# The task:
Return the full set of records, matching them character for character.

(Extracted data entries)

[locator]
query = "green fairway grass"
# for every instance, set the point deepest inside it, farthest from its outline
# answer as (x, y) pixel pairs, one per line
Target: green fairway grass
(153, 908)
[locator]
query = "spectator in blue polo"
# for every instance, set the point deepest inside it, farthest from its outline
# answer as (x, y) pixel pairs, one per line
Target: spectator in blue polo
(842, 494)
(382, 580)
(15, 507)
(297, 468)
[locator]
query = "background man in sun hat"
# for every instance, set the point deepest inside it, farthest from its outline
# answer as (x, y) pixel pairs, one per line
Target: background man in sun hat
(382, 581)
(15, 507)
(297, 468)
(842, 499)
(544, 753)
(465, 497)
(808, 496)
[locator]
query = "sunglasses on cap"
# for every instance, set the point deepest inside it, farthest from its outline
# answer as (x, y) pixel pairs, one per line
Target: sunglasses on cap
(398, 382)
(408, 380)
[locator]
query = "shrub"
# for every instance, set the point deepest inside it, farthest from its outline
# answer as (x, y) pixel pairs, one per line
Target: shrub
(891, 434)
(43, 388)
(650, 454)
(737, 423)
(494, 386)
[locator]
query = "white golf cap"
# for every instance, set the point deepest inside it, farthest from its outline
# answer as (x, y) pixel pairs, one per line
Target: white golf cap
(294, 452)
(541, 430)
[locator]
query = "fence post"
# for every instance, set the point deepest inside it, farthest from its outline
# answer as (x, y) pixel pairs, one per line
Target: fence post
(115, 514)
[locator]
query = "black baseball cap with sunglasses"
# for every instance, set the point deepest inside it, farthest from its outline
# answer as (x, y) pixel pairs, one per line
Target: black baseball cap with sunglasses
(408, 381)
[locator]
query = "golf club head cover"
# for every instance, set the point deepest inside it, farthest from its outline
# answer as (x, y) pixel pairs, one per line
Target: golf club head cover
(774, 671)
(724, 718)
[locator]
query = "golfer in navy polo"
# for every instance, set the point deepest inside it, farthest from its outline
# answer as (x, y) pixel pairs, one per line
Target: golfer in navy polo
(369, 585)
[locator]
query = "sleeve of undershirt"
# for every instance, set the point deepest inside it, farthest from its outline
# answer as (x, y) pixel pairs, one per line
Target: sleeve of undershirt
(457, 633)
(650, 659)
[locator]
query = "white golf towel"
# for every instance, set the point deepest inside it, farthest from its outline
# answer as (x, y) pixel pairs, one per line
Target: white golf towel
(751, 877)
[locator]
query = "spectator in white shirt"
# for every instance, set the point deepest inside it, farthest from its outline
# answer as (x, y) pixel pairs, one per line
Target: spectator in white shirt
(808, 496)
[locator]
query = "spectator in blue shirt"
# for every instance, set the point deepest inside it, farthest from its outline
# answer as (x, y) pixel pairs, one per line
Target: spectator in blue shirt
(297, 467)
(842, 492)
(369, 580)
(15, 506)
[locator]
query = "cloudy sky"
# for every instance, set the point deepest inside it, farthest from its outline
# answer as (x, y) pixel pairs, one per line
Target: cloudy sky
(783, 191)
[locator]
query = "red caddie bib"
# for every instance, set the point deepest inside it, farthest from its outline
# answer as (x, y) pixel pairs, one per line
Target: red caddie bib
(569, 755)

# Answer:
[locator]
query = "green fairway grass"
# for every instance, set the point deepest inside it, farthest from its outline
# answer as (x, y) pixel pairs, one per line
Target: green fairway grass
(153, 908)
[locator]
query = "spectator in blue polo"
# for every instance, set the point deepest inside it, farthest from its outline
# answer as (x, y) pixel pairs, one per line
Target: spectator in blue polo
(842, 494)
(382, 580)
(15, 507)
(297, 468)
[locator]
query = "background man in sun hat"
# for every instance, set the point deepest inside it, farthest from its outline
# answer as (x, y) pixel pairs, one per line
Target: background man in sun hat
(382, 581)
(15, 507)
(297, 468)
(842, 499)
(544, 753)
(465, 497)
(808, 496)
[locator]
query = "sunglasses on cap"
# for every instance, set the point deepest inside it, farthest from its outline
# answer as (x, y) pixel pairs, one per line
Target: sunglasses on cap
(398, 382)
(408, 380)
[locator]
query = "shrub"
# for every instance, set the point deepest inside it, farthest from its outline
# answer as (x, y) pixel pairs, one per line
Target: shrub
(891, 434)
(43, 388)
(650, 454)
(737, 423)
(494, 386)
[locator]
query = "white golf cap"
# for every instance, set the point deepest inside it, farthest from its outline
# answer as (x, y) pixel pairs, one per line
Target: white golf cap
(294, 452)
(541, 430)
[locator]
query = "fence post"
# for every instance, set the point deepest inside it, farthest from its outline
# answer as (x, y) pixel pairs, one per line
Target: fence post
(115, 514)
[locator]
query = "black baseball cap with sunglasses"
# for every instance, set the point deepest inside it, farthest from its outline
# answer as (x, y) pixel pairs, one per line
Target: black baseball cap with sunglasses
(408, 381)
[locator]
query = "golf club head cover"
# for every instance, set the point deepest inside it, farthest from its outline
# answer as (x, y) pixel pairs, one per line
Target: golf club head cover
(774, 671)
(724, 718)
[locator]
query = "golfer in navy polo"
# for every instance, set the point deepest inside it, farthest from its outline
# answer as (x, y) pixel pairs, one per line
Target: golfer in navy polo
(369, 585)
[locator]
query = "sleeve of undershirt"
# for every instance, set the point deepest inside it, farthest from its outline
# answer as (x, y) pixel pairs, one per line
Target: sleeve of undershirt
(457, 633)
(650, 659)
[locator]
query = "white golf towel"
# for every instance, set the point deepest inside it, farthest from its outline
# answer as (x, y) pixel pairs, one per line
Target: white golf towel
(751, 877)
[locator]
query = "spectator in white shirt"
# for every instance, set the point deepest inside it, farthest from its outline
# answer as (x, y) pixel pairs, one per line
Target: spectator in white shirt
(808, 496)
[locator]
query = "spectator in blue shirt"
# for every instance, set the point deepest inside it, farthest from its outline
# answer as (x, y) pixel pairs, one per line
Target: spectator in blue shirt
(297, 467)
(842, 492)
(369, 580)
(15, 506)
[locator]
query = "cloudy sky"
# for every instance, set the point deepest inside it, farthest from its outline
# answer as (x, y) pixel pairs, one per line
Target: cloudy sky
(783, 191)
[locator]
query = "red caddie bib"
# for every instance, set the point deepest inside it, farthest from its outline
# answer as (x, y) pixel pairs, one per line
Target: red caddie bib
(569, 755)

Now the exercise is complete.